======== EXTRACT TO READ

The C# compiler is called Roslyn which might not be obvious for people trying
to find it on GitHub - it's incredibly well supported, regularly updated, and
lively:

[https://github.com/dotnet/roslyn](https://github.com/dotnet/roslyn)

------
may4m
why Go when you have C#?

------
dntbnmpls
> Go programs compile down to a single binary with all dependencies included.
> In contrast to C#, no runtime is needed, so applications may run in very
> thin containers such as scratch or alpine.

This was by design and not necessarily a bad thing. C# was meant to compile to
managed code for better security and performance ( JIT ) - though people can
argue over the actual merits.

> Go has no generics ... You’ll find yourself freqently writing small bits of
> code for operations that would be trivial LINQ statements ... Go returns
> errors which are then checked by the caller, rather than try/catch blocks
> and exceptions for error handling ... Go has no concept of awaiting an
> action (more on this later)

================
======== INFORMATION PROVIDED

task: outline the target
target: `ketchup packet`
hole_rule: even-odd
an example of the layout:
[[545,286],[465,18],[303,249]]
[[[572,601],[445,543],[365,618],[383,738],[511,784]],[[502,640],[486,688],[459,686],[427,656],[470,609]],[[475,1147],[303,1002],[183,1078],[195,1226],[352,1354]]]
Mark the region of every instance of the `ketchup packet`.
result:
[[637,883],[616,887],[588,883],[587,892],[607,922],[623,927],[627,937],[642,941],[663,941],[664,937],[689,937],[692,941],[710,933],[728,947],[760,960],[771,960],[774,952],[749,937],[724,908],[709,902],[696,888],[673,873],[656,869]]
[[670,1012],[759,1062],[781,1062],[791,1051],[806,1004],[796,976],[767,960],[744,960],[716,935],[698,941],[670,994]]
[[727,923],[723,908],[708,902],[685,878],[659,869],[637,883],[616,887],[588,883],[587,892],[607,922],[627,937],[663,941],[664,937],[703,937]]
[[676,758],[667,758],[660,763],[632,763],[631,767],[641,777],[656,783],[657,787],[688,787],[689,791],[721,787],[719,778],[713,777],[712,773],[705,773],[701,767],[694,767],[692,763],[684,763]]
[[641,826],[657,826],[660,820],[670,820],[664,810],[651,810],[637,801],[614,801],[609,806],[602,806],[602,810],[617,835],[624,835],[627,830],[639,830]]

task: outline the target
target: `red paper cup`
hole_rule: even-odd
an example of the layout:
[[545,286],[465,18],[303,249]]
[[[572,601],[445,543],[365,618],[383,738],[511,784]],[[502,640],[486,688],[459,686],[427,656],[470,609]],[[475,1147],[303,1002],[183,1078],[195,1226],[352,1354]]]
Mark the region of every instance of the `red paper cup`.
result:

================

[WRITTEN TASKS]
**1)** In the thread comparing Go and C#, what is the name of the C# compiler?
**2)** Carry on the thread comparing Go and C# from the point where it stops.

[RESULTS OF THE TASKS]
**1)** The C# compiler is called Roslyn.

**2)**
These are pretty important stuff that Go is lacking.

> Go places a strong emphasis on its applications staying up to date with the
> language, in contrast to the fragmentation in the .NET and .NET Core
> ecosystems

This isn't really much of an issue.

C# people primarily use C# to make money developing on/for the
microsoft/windows ecosystem ( windows servers, sql server, IIS, sharepoint,
azure, etc ). So a better way to introduce Go to C# people is to show how Go
is better at interfacing with these microsoft software/servers or how Go can
improve productivity within the microsoft ecosystem. Otherwise, you aren't
going to have much success selling Go to "C# people".